Each line below should be written out again exactly.

[[ Provided records open ]]

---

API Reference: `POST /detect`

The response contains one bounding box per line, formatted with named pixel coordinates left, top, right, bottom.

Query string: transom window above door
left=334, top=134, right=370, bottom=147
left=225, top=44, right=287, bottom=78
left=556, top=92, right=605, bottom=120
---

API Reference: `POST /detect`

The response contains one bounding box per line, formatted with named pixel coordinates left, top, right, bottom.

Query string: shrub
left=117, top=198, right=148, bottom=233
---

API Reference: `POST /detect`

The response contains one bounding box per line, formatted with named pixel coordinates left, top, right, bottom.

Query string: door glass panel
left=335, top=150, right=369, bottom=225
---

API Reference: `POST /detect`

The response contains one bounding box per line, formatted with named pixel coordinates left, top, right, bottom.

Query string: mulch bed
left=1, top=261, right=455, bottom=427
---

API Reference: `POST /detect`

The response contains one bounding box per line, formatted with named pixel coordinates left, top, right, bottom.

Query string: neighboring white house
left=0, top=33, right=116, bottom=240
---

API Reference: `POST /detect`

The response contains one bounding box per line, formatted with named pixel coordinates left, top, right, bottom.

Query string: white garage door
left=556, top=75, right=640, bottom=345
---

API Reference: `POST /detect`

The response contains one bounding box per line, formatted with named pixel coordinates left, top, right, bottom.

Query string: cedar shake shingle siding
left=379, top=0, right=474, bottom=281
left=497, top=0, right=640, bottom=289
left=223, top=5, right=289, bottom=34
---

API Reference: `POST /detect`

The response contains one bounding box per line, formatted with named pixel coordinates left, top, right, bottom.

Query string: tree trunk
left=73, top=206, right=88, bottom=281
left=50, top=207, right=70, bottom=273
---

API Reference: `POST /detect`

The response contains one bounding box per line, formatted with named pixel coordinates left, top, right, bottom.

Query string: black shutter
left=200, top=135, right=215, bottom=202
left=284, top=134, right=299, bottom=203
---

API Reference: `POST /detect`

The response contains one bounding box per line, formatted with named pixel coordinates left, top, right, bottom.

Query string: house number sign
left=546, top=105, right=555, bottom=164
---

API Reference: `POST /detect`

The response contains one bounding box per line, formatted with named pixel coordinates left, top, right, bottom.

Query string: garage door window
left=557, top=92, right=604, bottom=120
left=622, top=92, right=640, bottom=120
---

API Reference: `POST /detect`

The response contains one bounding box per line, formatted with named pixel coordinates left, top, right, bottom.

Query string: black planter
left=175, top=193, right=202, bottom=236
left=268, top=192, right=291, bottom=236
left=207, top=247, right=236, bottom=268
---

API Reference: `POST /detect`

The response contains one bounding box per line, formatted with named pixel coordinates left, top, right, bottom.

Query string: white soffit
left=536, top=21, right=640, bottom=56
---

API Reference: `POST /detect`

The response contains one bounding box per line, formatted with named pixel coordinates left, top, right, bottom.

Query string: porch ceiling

[[ Provided records closed ]]

◆ Written solution
---

API Reference: `POST /detect`

The response contains one bounding box per line, formatted with named pixel coordinates left, top, right, bottom.

Query string: transom window above door
left=334, top=134, right=370, bottom=147
left=225, top=44, right=287, bottom=78
left=556, top=92, right=605, bottom=120
---

API Reference: `POST /detect`

The response contains one bounding box per line, formatted with named pixel coordinates left, top, right, bottom.

Query string: shrub
left=117, top=198, right=148, bottom=233
---

API Reference: `POST /detect`

The response contains one bounding box per line, formatted with named pixel coordinates left, top, right, bottom.

Query string: door glass panel
left=335, top=150, right=369, bottom=225
---

API Reference: `POST /detect`

The response contains one bounding box per line, formatted with named pixel coordinates left, top, right, bottom.

Query string: mulch bed
left=1, top=261, right=455, bottom=427
---

API Reference: `POST /detect`

The response contains one bounding box per line, formatted with named pixel coordinates left, top, right, bottom.

Query string: neighboring white house
left=0, top=33, right=116, bottom=240
---

API Reference: `POST /detect`

The response contains one bounding box per line, formatted with named pixel coordinates left, top, right, bottom.

Query string: white garage door
left=556, top=75, right=640, bottom=345
---

API Reference: `POST /detect`

The response contains one bounding box per line, formatted with named pixel coordinates left, top, right, bottom.

Query string: cedar shake shingle siding
left=379, top=0, right=474, bottom=281
left=497, top=0, right=640, bottom=289
left=223, top=5, right=289, bottom=34
---

API Reference: `POST /detect`

The response contains one bounding box per line, formatted with named pixel coordinates left, top, right, bottom.

Query string: tree trunk
left=73, top=206, right=88, bottom=281
left=50, top=207, right=70, bottom=273
---

API Reference: `POST /detect`

The response contains one bounding box per line, formatted with named pixel coordinates left, top, right, bottom.

Query string: black shutter
left=200, top=135, right=215, bottom=202
left=284, top=134, right=299, bottom=203
---

API Reference: `POST /detect`

The response contains one bounding box per line, formatted with named pixel coordinates left, top, right, bottom.

Query string: house number sign
left=546, top=105, right=555, bottom=164
---

API Reference: `POST /detect`

The response contains one bounding box per line, formatted with named pixel coordinates left, top, right, bottom.

Query string: garage door window
left=557, top=92, right=604, bottom=120
left=622, top=92, right=640, bottom=120
---

API Reference: `POST /detect`

The response contains one bounding box per line, formatted with named pixel coordinates left, top, right, bottom.

Query string: black planter
left=175, top=193, right=202, bottom=236
left=268, top=192, right=291, bottom=236
left=207, top=247, right=236, bottom=268
---

API Reference: `POST /detect`

The response contains one bounding box per line, formatted with named pixel coordinates left, top, right, bottom.

Query string: white soffit
left=536, top=21, right=640, bottom=56
---

API Reference: `POST /detect`

The response contains one bounding box per line, formatted with named pixel coordinates left, top, right, bottom.

Query string: porch ceiling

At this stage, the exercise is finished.